## Task:
Pictures do not belong in the copy. Return all of the entries exactly.

(Rows from a pointing dataset)
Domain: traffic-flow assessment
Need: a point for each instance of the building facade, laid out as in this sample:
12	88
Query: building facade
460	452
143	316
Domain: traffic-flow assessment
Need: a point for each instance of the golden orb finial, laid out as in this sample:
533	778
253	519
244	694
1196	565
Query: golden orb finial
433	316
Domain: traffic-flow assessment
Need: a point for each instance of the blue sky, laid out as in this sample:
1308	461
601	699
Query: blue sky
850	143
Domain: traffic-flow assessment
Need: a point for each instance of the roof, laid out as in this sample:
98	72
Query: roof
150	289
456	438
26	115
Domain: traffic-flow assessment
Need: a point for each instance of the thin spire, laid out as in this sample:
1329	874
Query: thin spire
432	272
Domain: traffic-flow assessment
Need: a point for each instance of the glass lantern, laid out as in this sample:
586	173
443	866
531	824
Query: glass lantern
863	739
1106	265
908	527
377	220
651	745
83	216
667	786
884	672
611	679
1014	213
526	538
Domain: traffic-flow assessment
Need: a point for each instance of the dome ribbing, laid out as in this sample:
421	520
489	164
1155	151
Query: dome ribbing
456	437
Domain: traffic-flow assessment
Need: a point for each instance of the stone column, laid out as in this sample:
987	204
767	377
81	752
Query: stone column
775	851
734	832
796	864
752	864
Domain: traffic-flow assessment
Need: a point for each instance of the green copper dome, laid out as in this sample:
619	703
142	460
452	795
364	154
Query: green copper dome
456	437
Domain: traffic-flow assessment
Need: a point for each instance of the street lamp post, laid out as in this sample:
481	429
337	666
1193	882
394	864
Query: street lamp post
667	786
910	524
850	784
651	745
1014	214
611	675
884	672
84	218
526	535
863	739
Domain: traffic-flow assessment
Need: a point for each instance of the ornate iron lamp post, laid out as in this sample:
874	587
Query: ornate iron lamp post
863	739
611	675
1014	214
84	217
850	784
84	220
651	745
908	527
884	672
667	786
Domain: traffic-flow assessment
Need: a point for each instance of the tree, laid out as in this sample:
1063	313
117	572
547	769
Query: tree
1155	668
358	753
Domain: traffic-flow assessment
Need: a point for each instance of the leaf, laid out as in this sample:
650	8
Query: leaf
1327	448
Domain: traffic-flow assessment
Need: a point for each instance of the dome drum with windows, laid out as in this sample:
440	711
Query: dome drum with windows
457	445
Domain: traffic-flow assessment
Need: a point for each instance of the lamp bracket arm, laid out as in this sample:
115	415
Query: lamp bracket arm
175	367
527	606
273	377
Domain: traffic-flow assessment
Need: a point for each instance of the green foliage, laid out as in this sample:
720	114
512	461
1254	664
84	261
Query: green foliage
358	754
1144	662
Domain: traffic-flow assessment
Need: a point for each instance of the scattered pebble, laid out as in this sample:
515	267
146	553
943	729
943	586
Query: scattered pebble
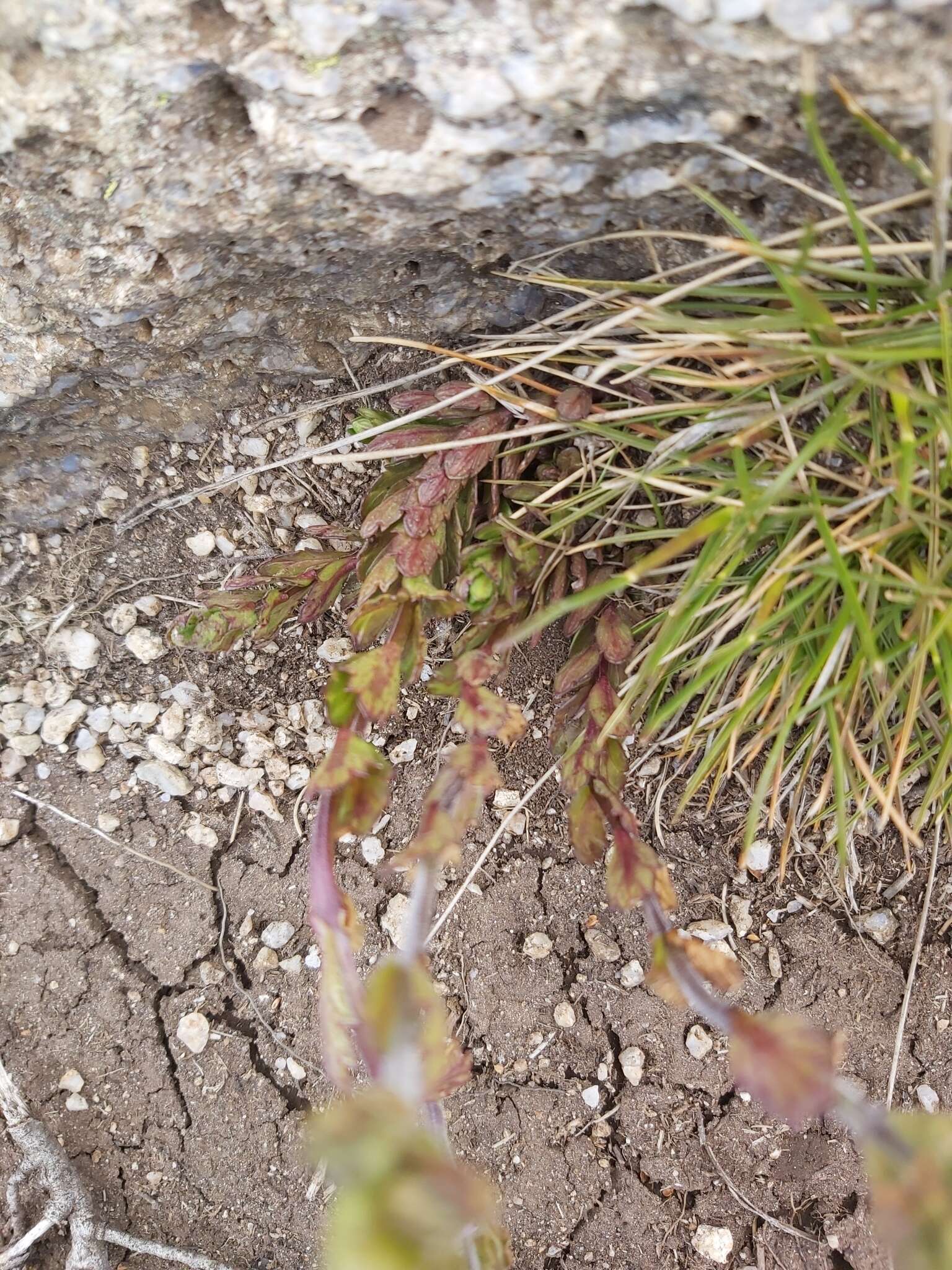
714	1242
334	651
632	1065
165	778
757	858
602	946
404	751
699	1042
61	722
9	830
71	1081
631	974
201	544
75	646
880	926
928	1099
122	619
564	1015
394	917
372	850
145	646
537	945
193	1032
276	935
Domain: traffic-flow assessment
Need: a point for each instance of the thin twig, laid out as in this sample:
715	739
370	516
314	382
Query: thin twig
487	851
113	842
913	964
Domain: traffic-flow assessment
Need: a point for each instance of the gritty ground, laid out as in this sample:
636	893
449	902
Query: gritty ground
103	951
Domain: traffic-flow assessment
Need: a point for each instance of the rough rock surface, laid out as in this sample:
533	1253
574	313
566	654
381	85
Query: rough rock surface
201	195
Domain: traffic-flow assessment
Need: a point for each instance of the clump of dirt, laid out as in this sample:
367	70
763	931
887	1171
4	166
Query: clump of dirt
108	943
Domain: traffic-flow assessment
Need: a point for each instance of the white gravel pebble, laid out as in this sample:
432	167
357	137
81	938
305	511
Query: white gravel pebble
564	1015
632	1065
238	778
631	974
714	1242
404	751
394	917
122	619
201	544
880	925
193	1032
334	651
537	945
61	722
164	776
276	935
372	850
92	760
699	1043
76	647
9	830
145	646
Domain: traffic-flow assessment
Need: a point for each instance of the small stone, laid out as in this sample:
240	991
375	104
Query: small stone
201	544
193	1032
739	910
122	619
267	959
61	722
165	778
537	945
404	751
632	1065
714	1242
699	1043
394	917
9	830
79	648
602	946
238	778
880	926
631	974
334	651
757	858
259	801
145	646
372	850
928	1099
276	935
202	836
167	751
92	760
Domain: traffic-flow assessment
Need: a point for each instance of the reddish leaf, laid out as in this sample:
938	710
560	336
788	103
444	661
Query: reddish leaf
454	803
374	677
633	873
484	714
587	827
786	1064
578	670
614	636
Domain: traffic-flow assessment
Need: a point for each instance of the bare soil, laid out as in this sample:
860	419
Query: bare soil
102	953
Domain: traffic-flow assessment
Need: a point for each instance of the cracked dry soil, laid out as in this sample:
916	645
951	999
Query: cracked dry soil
103	953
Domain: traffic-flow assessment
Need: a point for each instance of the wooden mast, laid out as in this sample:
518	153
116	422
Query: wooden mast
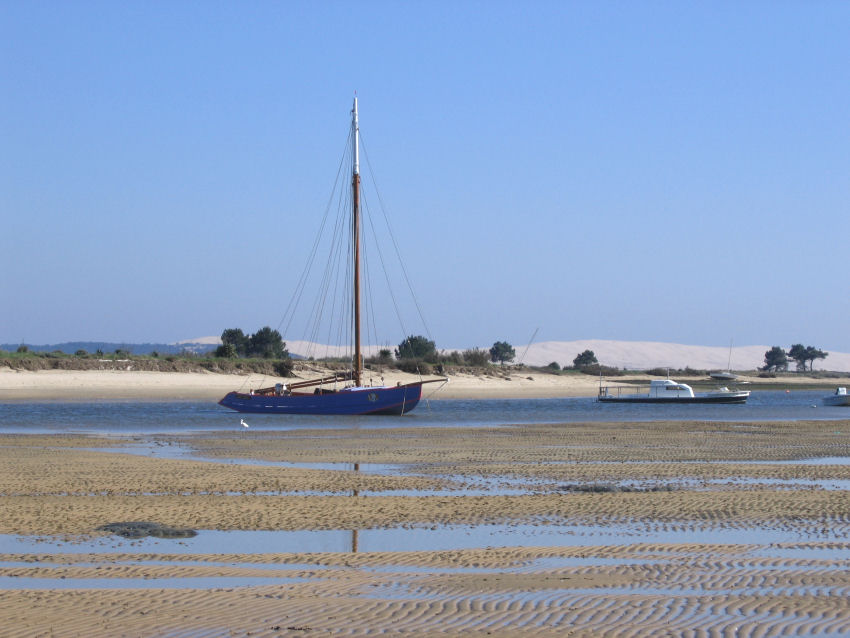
355	208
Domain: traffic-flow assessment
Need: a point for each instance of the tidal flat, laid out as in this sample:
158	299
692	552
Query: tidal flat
694	528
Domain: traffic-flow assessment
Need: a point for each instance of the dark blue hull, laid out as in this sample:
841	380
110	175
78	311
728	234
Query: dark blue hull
384	400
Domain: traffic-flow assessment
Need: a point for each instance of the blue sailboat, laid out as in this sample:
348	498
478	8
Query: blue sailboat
342	393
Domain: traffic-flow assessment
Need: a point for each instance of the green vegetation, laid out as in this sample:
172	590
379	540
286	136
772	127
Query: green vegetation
775	360
263	344
586	358
502	352
417	348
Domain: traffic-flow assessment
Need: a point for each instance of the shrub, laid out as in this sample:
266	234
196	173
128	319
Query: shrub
283	368
597	370
414	367
476	357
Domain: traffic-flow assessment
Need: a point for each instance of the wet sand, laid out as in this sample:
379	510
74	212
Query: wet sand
129	384
682	478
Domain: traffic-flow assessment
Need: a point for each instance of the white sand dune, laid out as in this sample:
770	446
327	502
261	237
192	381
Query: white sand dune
642	355
634	355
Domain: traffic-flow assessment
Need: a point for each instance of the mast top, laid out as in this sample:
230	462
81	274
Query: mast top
355	127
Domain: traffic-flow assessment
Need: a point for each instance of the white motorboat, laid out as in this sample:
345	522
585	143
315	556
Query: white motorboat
839	397
669	391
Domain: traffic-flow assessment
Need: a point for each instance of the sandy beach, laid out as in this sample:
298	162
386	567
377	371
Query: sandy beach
699	553
124	384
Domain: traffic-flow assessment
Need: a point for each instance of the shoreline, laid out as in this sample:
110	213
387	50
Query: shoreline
117	385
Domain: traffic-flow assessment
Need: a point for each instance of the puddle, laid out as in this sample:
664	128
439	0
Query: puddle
819	484
214	582
538	534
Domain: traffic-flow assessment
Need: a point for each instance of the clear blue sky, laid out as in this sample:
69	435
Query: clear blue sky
660	171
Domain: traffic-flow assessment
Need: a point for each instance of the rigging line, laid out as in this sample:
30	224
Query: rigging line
387	277
315	317
341	224
371	322
331	274
302	282
392	236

## Output for this exercise:
Domain: traffic-flow assessment
Need: a point for each instance of the building facade, laid out as in this sample:
12	88
Query: building facade
460	452
143	316
Domain: traffic-flow assessment
Need: a point for each instance of the golden orb finial, laid out as in this sample:
533	778
253	519
244	694
1196	565
Query: golden orb finial
433	316
Domain: traffic-flow assessment
Need: a point for each instance of the blue sky, laid out as in this sample:
1308	461
601	699
Query: blue sky
850	143
Domain: traffic-flow assessment
Need: a point for each instance of the roof, laid out as in this sample:
98	72
Query: roof
150	289
456	438
26	115
Domain: traffic-flow assessment
Need: a point for each instance of the thin spire, laid out as in this sample:
1329	874
Query: thin spire
432	272
Domain: traffic-flow assessment
Need: a point for each instance of the glass lantern, laid out as in this sample:
586	173
443	866
531	824
Query: glass lantern
863	739
1106	265
908	527
377	220
651	745
83	216
667	786
884	672
611	679
1014	213
526	538
Domain: traffic-flow assessment
Need: a point for each instance of the dome ribbing, laid out as in this sample:
421	520
489	164
1155	151
Query: dome ribbing
456	437
Domain: traffic-flow assessment
Need: a point for each instance of the stone column, laid out as in this sample:
987	204
767	377
81	752
Query: stone column
775	851
734	832
796	864
752	864
Domain: traffic-flow assessment
Need: a point for each instance of the green copper dome, laid out as in this sample:
619	703
142	460
452	795
364	154
Query: green copper dome
456	437
Domain: traffic-flow assessment
Need: a point for each instance of the street lamp post, laid out as in this sample:
481	429
337	666
1193	882
394	864
Query: street lamp post
667	786
910	524
850	784
651	745
1014	214
611	675
884	672
84	218
526	535
863	739
Domain: traffic-flow assessment
Need: a point for each instance of the ornate iron lamp post, laid out as in this sample:
874	587
Query: ornate iron lamp post
863	739
611	675
1014	214
84	217
850	784
84	220
651	745
908	527
884	672
667	786
Domain: traffic-flow assessment
Need: a point for each instance of the tree, laid out as in this sample:
1063	313
117	572
547	769
Query: tree
1155	668
358	753
Domain: traffic-flow assessment
Need: a point for each instance of the leaf, laid out as in this sample:
650	8
Query: leaf
1327	448
Domain: traffic-flow assessment
Need: a point for each instance of the dome drum with windows, laid out as in this sample:
440	711
Query: dome drum with windows
457	445
Domain: traffic-flow assessment
Need: a point for each instance of the lamp bracket arm, laid out as in this sample:
115	415
Query: lamp bracket arm
175	367
527	606
273	377
Domain: traffic-flow assessment
Need: a point for each instance of the green foliage, laid out as in this sample:
720	114
512	461
1254	664
84	261
Query: green foliage
358	754
1144	662
Domain: traffic-flow assessment
Need: a point for each instance of the scattered pebble, laid out as in this sample:
515	267
146	553
943	729
943	586
Query: scattered pebble
714	1242
334	651
632	1065
165	778
757	858
602	946
404	751
699	1042
61	722
9	830
71	1081
631	974
201	544
75	646
880	926
928	1099
122	619
564	1015
394	917
372	850
145	646
537	945
193	1032
276	935
Domain: traffic-flow assessment
Need: a point for each instance of the thin twig, laid out as in this sample:
715	739
370	516
314	382
Query: thin twig
487	851
113	842
913	964
Domain: traffic-flow assessment
Need: a point for each instance of the gritty ground, laid out as in this sample:
636	893
449	902
Query: gritty ground
103	951
Domain: traffic-flow assessment
Need: a point for each instance of the rough rock surface, laid out as in this sample:
533	1253
574	313
566	654
381	85
Query: rough rock surface
201	195
Domain: traffic-flow assessment
Need: a point for each instance of the clump of dirt, laid out as in this sample:
367	70
763	931
887	1171
4	166
Query: clump of dirt
108	943
Domain: traffic-flow assessment
Need: a point for each instance of the white gravel pebble, laid out as in this sample:
432	167
357	137
81	938
305	511
Query: white gravel pebble
564	1015
632	1065
238	778
631	974
714	1242
404	751
394	917
122	619
201	544
880	925
193	1032
334	651
537	945
61	722
164	776
276	935
372	850
92	760
699	1043
76	647
9	830
145	646
Domain: traffic-flow assessment
Need: a point for each instance of the small stone, laid out as in this sample:
240	991
375	104
Query: small stone
201	544
193	1032
739	910
122	619
267	959
61	722
165	778
537	945
404	751
632	1065
714	1242
699	1043
394	917
9	830
79	648
602	946
238	778
880	926
631	974
334	651
757	858
259	801
145	646
372	850
928	1099
276	935
202	836
167	751
92	760
Domain: traffic-flow assessment
Need: a point for each instance of the reddish leaf, laid out as in this sample:
938	710
560	336
788	103
444	661
Query: reddish leaf
454	803
374	677
633	873
484	714
587	827
786	1064
578	670
614	636
Domain: traffic-flow assessment
Need: a point for each instance of the bare soil, laid out as in this sample:
860	419
Query: bare soil
102	953
Domain: traffic-flow assessment
Need: a point for each instance of the cracked dry soil, laid out as in this sample:
916	645
951	999
Query: cracked dry soil
103	953
Domain: traffic-flow assessment
Need: a point for each instance of the wooden mast, laid out as in this sample:
518	153
116	422
Query: wooden mast
355	208
Domain: traffic-flow assessment
Need: a point for each instance of the tidal flat, laid out as in this sample:
158	299
692	552
Query: tidal flat
694	528
Domain: traffic-flow assessment
Need: a point for each instance of the dark blue hull, laid out as in this sample:
841	380
110	175
78	311
728	234
Query: dark blue hull
384	400
Domain: traffic-flow assessment
Need: a point for each instance of the blue sailboat, laid out as in this sample:
348	498
478	8
Query: blue sailboat
342	393
Domain: traffic-flow assessment
Need: a point for each instance of the green vegetation, laid out as in this sample:
172	590
379	540
286	136
772	127
Query: green vegetation
775	360
263	344
586	358
502	352
417	348
Domain: traffic-flow assessment
Need: a point for each instance of the shrub, laid out as in this sample:
266	234
196	173
128	319
Query: shrub
283	368
597	370
414	367
476	357
Domain: traffic-flow assessment
Need: a point for each instance of the wet sand, laid out as in this sample:
379	510
74	212
Query: wet sand
129	384
682	478
Domain: traffic-flow assessment
Need: a point for each instance of the white sand dune, laid out as in this sample:
770	446
327	502
261	237
192	381
Query: white sand dune
642	355
634	355
Domain: traffic-flow assessment
Need: a point for each instance of the mast top, laid out as in this sample:
230	462
81	274
Query: mast top
355	127
Domain: traffic-flow assessment
Need: a point for each instance of the white motorboat, laid out as in this sample:
345	522
585	143
315	556
Query: white motorboat
839	397
669	391
Domain: traffic-flow assessment
Need: a point for each instance of the sandy beach, laid out as in this sample:
298	162
386	567
377	371
Query: sandy beach
699	553
124	384
Domain: traffic-flow assessment
Need: a point for each instance of the shoreline, laid out as in this sample:
110	213
387	50
Query: shoreline
117	385
Domain: traffic-flow assessment
Need: a point for each instance of the puddle, laid out as in this sample:
664	128
439	0
Query: puddle
819	484
214	582
538	534
Domain: traffic-flow assessment
Need: a point for each instance of the clear blue sky, laid out as in this sample:
69	435
Query: clear blue sky
660	171
Domain: traffic-flow assessment
Need: a point for each instance of the rigging line, laid out as in this sample:
30	224
Query: rigging line
387	277
315	317
341	224
371	322
331	274
302	282
392	236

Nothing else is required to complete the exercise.